Texto fornecido:
######
A parceria com a iniciativa privada
O espaço
utilizado para a implantação do NAI foi conseguido e é mantido através de uma
parceria entre Estado e Prefeitura. O espaço utilizado para o programa de Semiliberdade, como declaramos acima, foi conseguido
através do apoio da iniciativa privada.
A sociedade
conta com pessoas generosas e interessadas no bem comum. É possível conseguir o
apoio de empresas e cidadãos para que se possa alavancar
os recursos que viabilizem a implantação e o funcionamento de um programa para
adolescentes. Mesmo que estes sejam infratores. Tudo depende do enfoque que se
dá e da credibilidade que se tem. Uma lata de tinta, um material para reforma,
mesmo um espaço para atividade recreativa, uma horta, etc., sempre poderão vir
através de parcerias com a iniciativa particular.
Com o SESI
conseguimos um espaço de lazer para os adolescentes, com a Multisport
um espaço para jogos e natação, com a ENCALSO o viveiro de mudas, com a Vídeo XXI os vídeos usados quase que diariamente... e
assim por diante.
O corpo-a-corpo
Não podemos
pensar que o trabalho de conscientização e mobilização da sociedade para uma
causa com tantas implicações seja uma tarefa fácil. Exige muita dedicação e
gasto de tempo. O grupo para pensar e articular pode ser grande, mas algumas
tarefas vão exigir o esforço de alguns abnegados que terão que se envolver de
forma mais decidida.
######
Seção de dados:

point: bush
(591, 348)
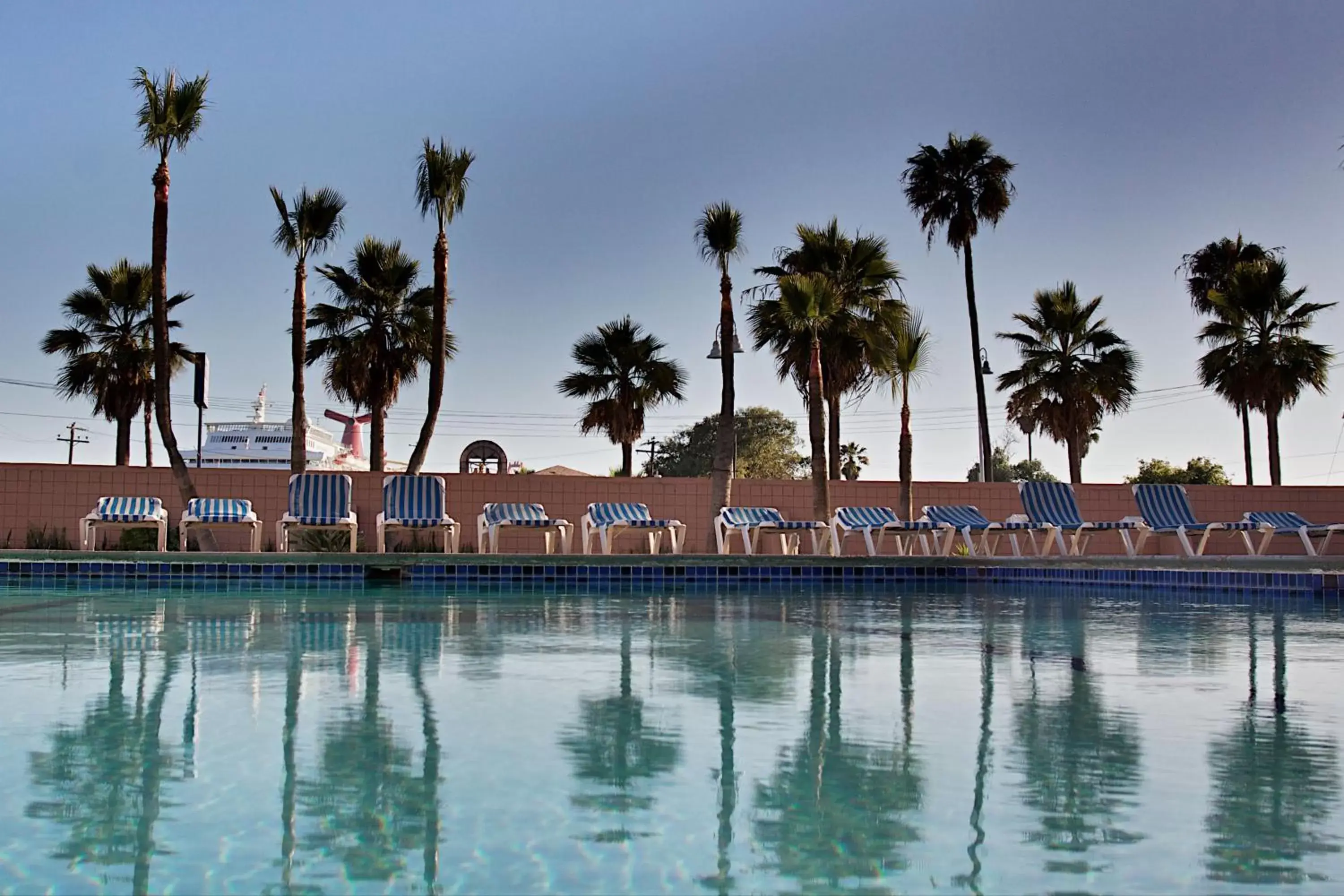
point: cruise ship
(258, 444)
######
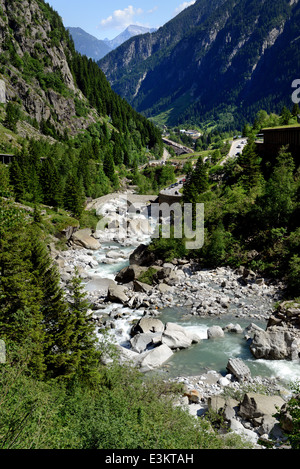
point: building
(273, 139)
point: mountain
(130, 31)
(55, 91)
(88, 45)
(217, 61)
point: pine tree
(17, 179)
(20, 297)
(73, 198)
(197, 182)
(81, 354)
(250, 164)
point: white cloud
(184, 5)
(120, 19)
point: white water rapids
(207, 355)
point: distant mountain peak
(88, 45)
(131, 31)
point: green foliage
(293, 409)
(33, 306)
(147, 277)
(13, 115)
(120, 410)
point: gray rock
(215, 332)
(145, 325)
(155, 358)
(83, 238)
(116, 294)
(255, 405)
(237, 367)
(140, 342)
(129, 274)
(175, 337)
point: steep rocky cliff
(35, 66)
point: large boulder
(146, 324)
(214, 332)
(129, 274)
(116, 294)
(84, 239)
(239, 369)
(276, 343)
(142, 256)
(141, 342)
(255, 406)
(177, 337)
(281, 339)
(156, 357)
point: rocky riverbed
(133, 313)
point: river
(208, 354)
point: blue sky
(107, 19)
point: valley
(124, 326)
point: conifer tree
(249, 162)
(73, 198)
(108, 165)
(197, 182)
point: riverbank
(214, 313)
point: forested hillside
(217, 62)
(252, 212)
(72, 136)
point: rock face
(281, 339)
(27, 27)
######
Detalhes da tarefa: Reescreva o trecho do texto sobre a parceria com a iniciativa privada de "O corpo-a-corpo" até "forma mais decidida.", substituindo "dedicação" por "paciência". Use somente o texto para responder, sem recorrer à listagem.

Resposta do exercício:
O corpo-a-corpo
Não podemos
pensar que o trabalho de conscientização e mobilização da sociedade para uma
causa com tantas implicações seja uma tarefa fácil. Exige muita paciência e
gasto de tempo. O grupo para pensar e articular pode ser grande, mas algumas
tarefas vão exigir o esforço de alguns abnegados que terão que se envolver de
forma mais decidida.